--- THE TASK ---
Rewrite all the records below, changing "provide an outline" to "give an outline" everywhere and leaving everything else as it is.

────────

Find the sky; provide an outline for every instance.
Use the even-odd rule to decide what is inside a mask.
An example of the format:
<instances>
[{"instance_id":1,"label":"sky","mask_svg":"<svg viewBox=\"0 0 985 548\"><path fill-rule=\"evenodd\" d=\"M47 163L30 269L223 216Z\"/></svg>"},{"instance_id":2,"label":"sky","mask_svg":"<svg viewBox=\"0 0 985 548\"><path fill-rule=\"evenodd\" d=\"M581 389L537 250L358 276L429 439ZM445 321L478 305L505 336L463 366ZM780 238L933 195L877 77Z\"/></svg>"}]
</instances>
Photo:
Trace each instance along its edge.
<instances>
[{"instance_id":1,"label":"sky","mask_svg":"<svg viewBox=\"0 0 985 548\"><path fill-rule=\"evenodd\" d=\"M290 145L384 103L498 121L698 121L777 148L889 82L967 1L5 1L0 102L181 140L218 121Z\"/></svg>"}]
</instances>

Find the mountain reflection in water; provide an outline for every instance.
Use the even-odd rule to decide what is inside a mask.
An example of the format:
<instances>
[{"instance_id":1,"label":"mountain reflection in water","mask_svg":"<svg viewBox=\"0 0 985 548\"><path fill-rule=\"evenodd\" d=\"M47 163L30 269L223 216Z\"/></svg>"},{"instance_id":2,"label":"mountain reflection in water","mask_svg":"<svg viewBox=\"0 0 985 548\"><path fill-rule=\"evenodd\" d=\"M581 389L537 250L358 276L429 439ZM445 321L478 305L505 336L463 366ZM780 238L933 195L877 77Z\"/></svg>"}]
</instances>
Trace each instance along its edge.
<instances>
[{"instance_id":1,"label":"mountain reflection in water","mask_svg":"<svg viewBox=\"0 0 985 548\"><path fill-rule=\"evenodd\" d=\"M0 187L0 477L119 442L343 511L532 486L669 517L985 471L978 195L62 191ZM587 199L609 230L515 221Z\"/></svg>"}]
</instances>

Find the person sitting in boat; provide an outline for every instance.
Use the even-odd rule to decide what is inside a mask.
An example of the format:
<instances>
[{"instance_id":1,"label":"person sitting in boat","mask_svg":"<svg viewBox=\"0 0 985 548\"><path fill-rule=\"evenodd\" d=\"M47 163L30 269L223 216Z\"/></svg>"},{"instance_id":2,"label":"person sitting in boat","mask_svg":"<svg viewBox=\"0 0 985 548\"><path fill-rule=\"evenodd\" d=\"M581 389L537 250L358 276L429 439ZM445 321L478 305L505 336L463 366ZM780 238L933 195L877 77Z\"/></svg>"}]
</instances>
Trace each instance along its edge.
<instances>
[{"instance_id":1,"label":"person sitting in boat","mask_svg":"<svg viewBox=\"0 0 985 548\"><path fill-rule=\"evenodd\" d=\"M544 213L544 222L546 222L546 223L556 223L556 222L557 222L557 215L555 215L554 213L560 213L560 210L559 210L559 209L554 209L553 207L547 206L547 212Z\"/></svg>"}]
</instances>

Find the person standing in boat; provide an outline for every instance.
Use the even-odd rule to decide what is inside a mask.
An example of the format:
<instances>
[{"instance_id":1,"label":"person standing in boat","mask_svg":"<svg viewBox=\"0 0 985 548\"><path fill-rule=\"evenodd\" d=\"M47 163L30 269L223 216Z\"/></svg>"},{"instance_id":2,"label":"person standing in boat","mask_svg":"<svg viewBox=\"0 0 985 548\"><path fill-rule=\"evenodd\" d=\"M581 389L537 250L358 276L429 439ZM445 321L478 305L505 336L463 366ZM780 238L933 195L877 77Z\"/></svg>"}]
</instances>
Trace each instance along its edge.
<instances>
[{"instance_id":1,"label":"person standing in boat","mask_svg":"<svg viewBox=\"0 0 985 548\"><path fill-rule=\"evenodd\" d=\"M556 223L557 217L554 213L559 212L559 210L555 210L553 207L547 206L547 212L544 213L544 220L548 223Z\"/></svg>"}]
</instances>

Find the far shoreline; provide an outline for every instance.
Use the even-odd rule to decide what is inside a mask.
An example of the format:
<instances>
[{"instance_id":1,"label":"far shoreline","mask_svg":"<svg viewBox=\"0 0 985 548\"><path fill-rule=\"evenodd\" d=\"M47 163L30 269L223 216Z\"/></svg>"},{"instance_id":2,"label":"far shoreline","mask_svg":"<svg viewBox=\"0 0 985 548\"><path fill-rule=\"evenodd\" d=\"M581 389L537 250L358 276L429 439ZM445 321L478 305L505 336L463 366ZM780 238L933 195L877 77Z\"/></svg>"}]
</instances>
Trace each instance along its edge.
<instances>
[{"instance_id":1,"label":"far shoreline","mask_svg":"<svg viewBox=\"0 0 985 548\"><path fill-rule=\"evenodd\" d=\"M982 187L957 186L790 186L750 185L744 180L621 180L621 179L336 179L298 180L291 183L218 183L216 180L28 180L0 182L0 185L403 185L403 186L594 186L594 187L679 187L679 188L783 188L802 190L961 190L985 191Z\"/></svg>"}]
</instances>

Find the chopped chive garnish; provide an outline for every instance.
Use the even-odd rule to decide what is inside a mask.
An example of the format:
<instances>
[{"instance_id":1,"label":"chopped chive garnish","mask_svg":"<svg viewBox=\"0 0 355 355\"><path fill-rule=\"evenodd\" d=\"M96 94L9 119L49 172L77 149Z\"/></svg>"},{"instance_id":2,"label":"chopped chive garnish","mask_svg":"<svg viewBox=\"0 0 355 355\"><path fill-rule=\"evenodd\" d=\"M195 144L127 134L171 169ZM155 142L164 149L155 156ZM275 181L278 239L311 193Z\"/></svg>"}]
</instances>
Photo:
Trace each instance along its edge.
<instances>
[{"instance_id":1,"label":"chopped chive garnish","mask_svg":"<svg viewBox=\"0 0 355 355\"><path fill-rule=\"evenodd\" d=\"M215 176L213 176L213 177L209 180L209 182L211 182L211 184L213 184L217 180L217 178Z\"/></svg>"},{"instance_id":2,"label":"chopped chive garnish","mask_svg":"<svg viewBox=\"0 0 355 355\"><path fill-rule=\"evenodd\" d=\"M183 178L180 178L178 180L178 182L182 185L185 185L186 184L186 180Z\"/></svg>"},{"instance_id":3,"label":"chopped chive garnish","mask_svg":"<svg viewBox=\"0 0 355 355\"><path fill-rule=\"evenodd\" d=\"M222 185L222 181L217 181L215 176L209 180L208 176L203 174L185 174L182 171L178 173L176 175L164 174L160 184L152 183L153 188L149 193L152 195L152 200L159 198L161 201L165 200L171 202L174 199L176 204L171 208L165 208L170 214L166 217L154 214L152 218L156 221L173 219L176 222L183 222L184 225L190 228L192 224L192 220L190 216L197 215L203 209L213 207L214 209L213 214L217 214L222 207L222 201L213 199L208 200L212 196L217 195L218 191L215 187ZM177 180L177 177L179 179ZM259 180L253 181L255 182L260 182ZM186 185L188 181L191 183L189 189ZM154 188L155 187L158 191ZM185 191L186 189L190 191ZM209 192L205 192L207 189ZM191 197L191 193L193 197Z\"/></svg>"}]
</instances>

────────

--- RESULT FOR THIS TASK ---
Find the sky; give an outline for every instance.
Use the even-odd rule to decide what is inside a mask.
An example of the format:
<instances>
[{"instance_id":1,"label":"sky","mask_svg":"<svg viewBox=\"0 0 985 548\"><path fill-rule=\"evenodd\" d=\"M47 163L30 269L223 216Z\"/></svg>"},{"instance_id":2,"label":"sky","mask_svg":"<svg viewBox=\"0 0 985 548\"><path fill-rule=\"evenodd\" d=\"M581 389L537 250L358 276L429 439ZM445 321L478 305L505 336L463 366ZM780 238L933 195L877 77Z\"/></svg>"}]
</instances>
Photo:
Trace each instance along its edge.
<instances>
[{"instance_id":1,"label":"sky","mask_svg":"<svg viewBox=\"0 0 985 548\"><path fill-rule=\"evenodd\" d=\"M290 145L384 103L498 121L698 121L777 148L889 82L967 1L5 1L0 102L181 140L218 121Z\"/></svg>"}]
</instances>

Find the mountain reflection in water; give an outline for every instance.
Use the even-odd rule to decide what is inside a mask.
An example of the format:
<instances>
[{"instance_id":1,"label":"mountain reflection in water","mask_svg":"<svg viewBox=\"0 0 985 548\"><path fill-rule=\"evenodd\" d=\"M47 163L30 269L223 216Z\"/></svg>"},{"instance_id":2,"label":"mountain reflection in water","mask_svg":"<svg viewBox=\"0 0 985 548\"><path fill-rule=\"evenodd\" d=\"M581 389L537 250L358 276L429 439ZM445 321L478 305L505 336L463 366ZM780 238L933 195L877 77Z\"/></svg>"}]
</instances>
Trace each instance along its edge.
<instances>
[{"instance_id":1,"label":"mountain reflection in water","mask_svg":"<svg viewBox=\"0 0 985 548\"><path fill-rule=\"evenodd\" d=\"M0 187L0 477L119 442L343 511L532 486L669 517L985 471L978 195L62 191ZM587 199L609 230L515 221Z\"/></svg>"}]
</instances>

Find the person sitting in boat; give an outline for every instance.
Use the even-odd rule to decide what is inside a mask.
An example of the format:
<instances>
[{"instance_id":1,"label":"person sitting in boat","mask_svg":"<svg viewBox=\"0 0 985 548\"><path fill-rule=\"evenodd\" d=\"M47 163L30 269L223 216Z\"/></svg>"},{"instance_id":2,"label":"person sitting in boat","mask_svg":"<svg viewBox=\"0 0 985 548\"><path fill-rule=\"evenodd\" d=\"M581 389L537 250L358 276L429 439ZM445 321L478 305L505 336L463 366ZM780 238L933 195L877 77Z\"/></svg>"}]
</instances>
Trace each instance along its edge.
<instances>
[{"instance_id":1,"label":"person sitting in boat","mask_svg":"<svg viewBox=\"0 0 985 548\"><path fill-rule=\"evenodd\" d=\"M544 213L544 222L546 222L546 223L556 223L556 222L557 222L557 215L555 215L554 213L560 213L560 210L559 210L559 209L554 209L553 207L547 206L547 212Z\"/></svg>"}]
</instances>

Find the person standing in boat; give an outline for every instance.
Use the even-odd rule to decide what is inside a mask.
An example of the format:
<instances>
[{"instance_id":1,"label":"person standing in boat","mask_svg":"<svg viewBox=\"0 0 985 548\"><path fill-rule=\"evenodd\" d=\"M47 163L30 269L223 216Z\"/></svg>"},{"instance_id":2,"label":"person standing in boat","mask_svg":"<svg viewBox=\"0 0 985 548\"><path fill-rule=\"evenodd\" d=\"M581 389L537 250L358 276L429 439ZM445 321L478 305L505 336L463 366ZM780 238L933 195L877 77Z\"/></svg>"}]
</instances>
Trace each instance along its edge.
<instances>
[{"instance_id":1,"label":"person standing in boat","mask_svg":"<svg viewBox=\"0 0 985 548\"><path fill-rule=\"evenodd\" d=\"M556 223L557 217L554 213L559 212L559 210L555 210L553 207L547 206L547 212L544 213L544 220L548 223Z\"/></svg>"}]
</instances>

Find the far shoreline; give an outline for every instance.
Use the even-odd rule to decide what is inside a mask.
An example of the format:
<instances>
[{"instance_id":1,"label":"far shoreline","mask_svg":"<svg viewBox=\"0 0 985 548\"><path fill-rule=\"evenodd\" d=\"M47 163L30 269L223 216Z\"/></svg>"},{"instance_id":2,"label":"far shoreline","mask_svg":"<svg viewBox=\"0 0 985 548\"><path fill-rule=\"evenodd\" d=\"M581 389L537 250L358 276L429 439ZM445 321L478 305L505 336L463 366ZM780 238L933 195L877 77Z\"/></svg>"}]
</instances>
Trace each instance along its edge.
<instances>
[{"instance_id":1,"label":"far shoreline","mask_svg":"<svg viewBox=\"0 0 985 548\"><path fill-rule=\"evenodd\" d=\"M982 187L957 186L790 186L750 185L744 180L621 180L621 179L336 179L298 180L291 183L218 183L216 180L28 180L0 182L0 185L403 185L403 186L594 186L594 187L679 187L679 188L783 188L802 190L961 190L985 191Z\"/></svg>"}]
</instances>

Find the chopped chive garnish; give an outline for every instance.
Use the even-odd rule to decide what is inside a mask.
An example of the format:
<instances>
[{"instance_id":1,"label":"chopped chive garnish","mask_svg":"<svg viewBox=\"0 0 355 355\"><path fill-rule=\"evenodd\" d=\"M96 94L9 119L49 172L77 149Z\"/></svg>"},{"instance_id":2,"label":"chopped chive garnish","mask_svg":"<svg viewBox=\"0 0 355 355\"><path fill-rule=\"evenodd\" d=\"M195 144L127 134L171 169ZM155 142L164 149L155 156ZM275 181L278 239L311 193Z\"/></svg>"}]
</instances>
Photo:
Trace each instance along its edge.
<instances>
[{"instance_id":1,"label":"chopped chive garnish","mask_svg":"<svg viewBox=\"0 0 355 355\"><path fill-rule=\"evenodd\" d=\"M215 176L213 176L213 177L209 180L209 182L211 182L211 184L213 184L217 180L217 178Z\"/></svg>"},{"instance_id":2,"label":"chopped chive garnish","mask_svg":"<svg viewBox=\"0 0 355 355\"><path fill-rule=\"evenodd\" d=\"M183 178L180 178L178 180L178 182L182 185L185 185L186 184L186 180Z\"/></svg>"},{"instance_id":3,"label":"chopped chive garnish","mask_svg":"<svg viewBox=\"0 0 355 355\"><path fill-rule=\"evenodd\" d=\"M222 185L222 181L217 181L215 176L209 180L208 176L203 174L185 174L182 171L178 173L176 175L164 174L160 184L152 183L153 188L149 193L152 195L152 200L159 198L161 201L165 200L171 202L174 199L176 204L171 208L165 208L170 214L166 217L154 214L152 218L156 221L173 219L176 222L183 222L184 225L190 228L192 224L192 220L190 216L197 215L203 209L213 207L214 209L213 214L217 214L222 207L222 201L213 199L208 200L212 196L217 195L218 191L215 187ZM177 180L177 177L179 179ZM259 180L253 181L255 182L260 182ZM186 185L188 181L191 183L189 189ZM154 188L155 187L158 191ZM185 191L186 189L190 191ZM209 192L205 192L207 189ZM191 197L191 193L193 197Z\"/></svg>"}]
</instances>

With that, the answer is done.